Is there a way to force fmin or any other minimizing function from scipy to take larger steps? Or is there any method better suited for my need?
EDIT:
I found a temporary solution.
First, as recommended, I used xtol=0.5 and higher as an argument to fmin.
Even then, I still had some problems, and a few times fmin would return init_guess.
I then created a simple loop so that if fmin == init_guess, I would generate another, random init_guess and try it again.
It's pretty slow, of course, but now I got it to run. It will take 20h or so to run it for all my data, but I won't need to do it again.
Anyway, to better explain the problem for those still interested in finding a better solution:
I have 2 images, A and B, containing some scientific data.
A looks like a few dots with variable value (it's a matrix of in which each valued point represents where a event occurred and it's intensity)
B looks like a smoothed heatmap (it is the observed density of occurrences)
B looks just like if you applied a gaussian filter to A with a bit of semi-random noise.
We are approximating B by applying a gaussian filter with constant sigma to A. This sigma was chosen visually, but only works for a certain class of images.

**DATA LISTING**
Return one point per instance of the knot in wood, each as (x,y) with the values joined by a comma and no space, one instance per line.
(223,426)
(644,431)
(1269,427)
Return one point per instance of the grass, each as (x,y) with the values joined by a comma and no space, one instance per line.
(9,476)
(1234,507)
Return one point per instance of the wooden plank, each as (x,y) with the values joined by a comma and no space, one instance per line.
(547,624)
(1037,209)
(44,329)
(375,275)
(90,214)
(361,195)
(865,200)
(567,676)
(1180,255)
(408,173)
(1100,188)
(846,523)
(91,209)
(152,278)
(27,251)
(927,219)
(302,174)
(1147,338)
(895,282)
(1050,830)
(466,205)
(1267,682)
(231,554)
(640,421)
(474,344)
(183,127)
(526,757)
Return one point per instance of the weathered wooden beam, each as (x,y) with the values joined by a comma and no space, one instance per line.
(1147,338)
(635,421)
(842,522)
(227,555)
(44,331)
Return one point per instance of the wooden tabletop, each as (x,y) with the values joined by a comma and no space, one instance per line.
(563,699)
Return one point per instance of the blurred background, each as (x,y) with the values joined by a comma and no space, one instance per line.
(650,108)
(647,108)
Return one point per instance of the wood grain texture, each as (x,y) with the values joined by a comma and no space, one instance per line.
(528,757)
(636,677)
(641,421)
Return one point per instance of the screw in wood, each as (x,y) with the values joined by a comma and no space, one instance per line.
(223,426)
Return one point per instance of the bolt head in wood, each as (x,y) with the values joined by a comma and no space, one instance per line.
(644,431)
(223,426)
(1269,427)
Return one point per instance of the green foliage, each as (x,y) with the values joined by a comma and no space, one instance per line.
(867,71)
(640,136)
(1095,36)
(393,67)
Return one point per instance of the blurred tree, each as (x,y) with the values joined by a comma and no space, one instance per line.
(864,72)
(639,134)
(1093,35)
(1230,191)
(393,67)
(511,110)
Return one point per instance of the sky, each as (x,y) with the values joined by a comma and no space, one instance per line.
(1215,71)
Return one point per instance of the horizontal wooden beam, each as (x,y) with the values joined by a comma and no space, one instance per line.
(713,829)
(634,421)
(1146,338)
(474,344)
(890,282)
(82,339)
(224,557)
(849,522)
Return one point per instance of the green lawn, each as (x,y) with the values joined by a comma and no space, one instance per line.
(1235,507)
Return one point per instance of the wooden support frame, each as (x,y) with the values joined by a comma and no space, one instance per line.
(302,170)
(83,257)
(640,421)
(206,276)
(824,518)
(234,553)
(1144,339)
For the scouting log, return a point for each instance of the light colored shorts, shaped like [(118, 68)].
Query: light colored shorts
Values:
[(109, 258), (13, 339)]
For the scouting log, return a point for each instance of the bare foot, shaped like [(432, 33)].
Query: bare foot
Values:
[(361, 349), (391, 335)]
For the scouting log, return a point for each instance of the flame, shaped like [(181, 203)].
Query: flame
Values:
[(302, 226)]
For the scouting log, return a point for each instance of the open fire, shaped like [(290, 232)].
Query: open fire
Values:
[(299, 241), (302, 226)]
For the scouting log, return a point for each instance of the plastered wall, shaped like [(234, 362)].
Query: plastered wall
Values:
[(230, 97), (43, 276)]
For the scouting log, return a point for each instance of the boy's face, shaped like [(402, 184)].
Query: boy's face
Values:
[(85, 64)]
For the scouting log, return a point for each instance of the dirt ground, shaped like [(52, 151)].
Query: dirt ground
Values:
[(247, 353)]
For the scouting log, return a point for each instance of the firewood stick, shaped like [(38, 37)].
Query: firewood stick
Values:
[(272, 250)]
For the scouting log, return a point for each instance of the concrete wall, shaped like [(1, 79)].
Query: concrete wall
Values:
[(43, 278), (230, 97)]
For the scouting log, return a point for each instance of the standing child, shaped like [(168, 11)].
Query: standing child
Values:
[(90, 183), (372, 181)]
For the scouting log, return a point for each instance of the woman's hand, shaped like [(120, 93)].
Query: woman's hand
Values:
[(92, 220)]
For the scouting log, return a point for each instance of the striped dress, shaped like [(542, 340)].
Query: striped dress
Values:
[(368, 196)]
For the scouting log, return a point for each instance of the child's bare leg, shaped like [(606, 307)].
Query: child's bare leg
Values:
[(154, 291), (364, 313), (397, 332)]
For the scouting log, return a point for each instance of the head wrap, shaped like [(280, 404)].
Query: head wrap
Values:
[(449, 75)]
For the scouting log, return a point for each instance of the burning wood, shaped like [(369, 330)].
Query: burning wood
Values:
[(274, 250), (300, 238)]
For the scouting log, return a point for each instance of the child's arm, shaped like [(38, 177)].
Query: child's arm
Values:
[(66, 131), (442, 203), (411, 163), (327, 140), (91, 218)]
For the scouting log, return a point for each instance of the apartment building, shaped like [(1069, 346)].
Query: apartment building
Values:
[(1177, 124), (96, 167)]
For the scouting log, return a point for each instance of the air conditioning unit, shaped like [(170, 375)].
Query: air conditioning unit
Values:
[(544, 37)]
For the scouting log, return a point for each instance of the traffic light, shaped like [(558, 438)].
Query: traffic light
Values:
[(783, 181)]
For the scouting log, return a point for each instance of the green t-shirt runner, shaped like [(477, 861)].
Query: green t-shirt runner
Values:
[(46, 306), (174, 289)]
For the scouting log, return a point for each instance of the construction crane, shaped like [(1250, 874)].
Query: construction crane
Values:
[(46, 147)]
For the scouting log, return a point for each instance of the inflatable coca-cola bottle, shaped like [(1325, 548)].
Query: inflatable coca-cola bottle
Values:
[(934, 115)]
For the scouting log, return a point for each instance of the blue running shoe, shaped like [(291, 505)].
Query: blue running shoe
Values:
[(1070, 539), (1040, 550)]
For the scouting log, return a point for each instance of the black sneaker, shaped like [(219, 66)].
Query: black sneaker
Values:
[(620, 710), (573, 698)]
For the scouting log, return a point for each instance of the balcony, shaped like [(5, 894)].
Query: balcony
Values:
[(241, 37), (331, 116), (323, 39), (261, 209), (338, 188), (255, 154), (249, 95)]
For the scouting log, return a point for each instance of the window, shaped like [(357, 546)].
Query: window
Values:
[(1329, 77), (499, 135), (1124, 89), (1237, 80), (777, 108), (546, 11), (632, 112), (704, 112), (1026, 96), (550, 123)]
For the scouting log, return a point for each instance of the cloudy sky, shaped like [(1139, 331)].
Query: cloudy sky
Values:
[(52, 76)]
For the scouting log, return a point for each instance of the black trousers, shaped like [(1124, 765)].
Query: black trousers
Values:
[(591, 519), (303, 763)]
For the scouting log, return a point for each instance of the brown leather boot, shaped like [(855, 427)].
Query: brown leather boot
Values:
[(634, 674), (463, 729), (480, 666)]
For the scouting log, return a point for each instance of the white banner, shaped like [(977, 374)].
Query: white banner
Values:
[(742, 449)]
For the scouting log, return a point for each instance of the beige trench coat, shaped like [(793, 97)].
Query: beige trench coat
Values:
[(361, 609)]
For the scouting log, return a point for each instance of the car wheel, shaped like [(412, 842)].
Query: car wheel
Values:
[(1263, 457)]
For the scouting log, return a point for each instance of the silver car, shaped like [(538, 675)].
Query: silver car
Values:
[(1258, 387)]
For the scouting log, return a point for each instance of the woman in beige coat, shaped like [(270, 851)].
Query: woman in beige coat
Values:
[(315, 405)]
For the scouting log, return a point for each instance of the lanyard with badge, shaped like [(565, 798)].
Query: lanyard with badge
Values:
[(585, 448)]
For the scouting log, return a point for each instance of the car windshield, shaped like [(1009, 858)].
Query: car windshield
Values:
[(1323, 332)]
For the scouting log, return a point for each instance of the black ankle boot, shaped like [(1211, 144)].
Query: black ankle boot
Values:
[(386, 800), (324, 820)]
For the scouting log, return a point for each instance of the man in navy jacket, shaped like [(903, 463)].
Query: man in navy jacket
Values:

**STATED EXERCISE 1**
Print the entries above from the line containing "like [(291, 505)]." to the line containing "[(620, 710), (573, 698)]", both included.
**STATED EXERCISE 2**
Proceed with the forum post about using scipy's fmin to fit a Gaussian filter, starting right after its last sentence.

**EXPECTED OUTPUT 1**
For the scouting log, return a point for each instance of the blue running shoe, shaped like [(291, 505)].
Query: blue running shoe
Values:
[(1070, 539), (1040, 550)]
For the scouting log, return a point for each instance of the black sneaker, shaped like [(219, 66)].
Query: black sneaker
Values:
[(620, 710), (573, 698)]

**EXPECTED OUTPUT 2**
I'm trying to obtain an optimal sigma for each image, so later I could find some relations of sigma and the class of event showed in each image.
Anyway, thanks for the help!
Quick check: you probably really meant fmin(compare_images, init_guess, (a,b))?
If gaussian_filter behaves as you say, your function is piecewise constant, meaning that optimizers relying on derivatives (i.e. most of them) are out. You can try a global optimizer like anneal, or brute-force search over a sensible range of k's.
However, as you described the problem, in general there will only be a clear, global minimum of compare_images if b is a smoothed version of a. Your approach makes sense if you want to determine the amount of smoothing of a that makes both images most similar.
If the question is "how similar are the images", then I think pixelwise comparison (maybe with a bit of smoothing) is the way to go. Depending on what images we are talking about, it might be necessary to align the images first (e.g. for comparing photographs). Please clarify :-)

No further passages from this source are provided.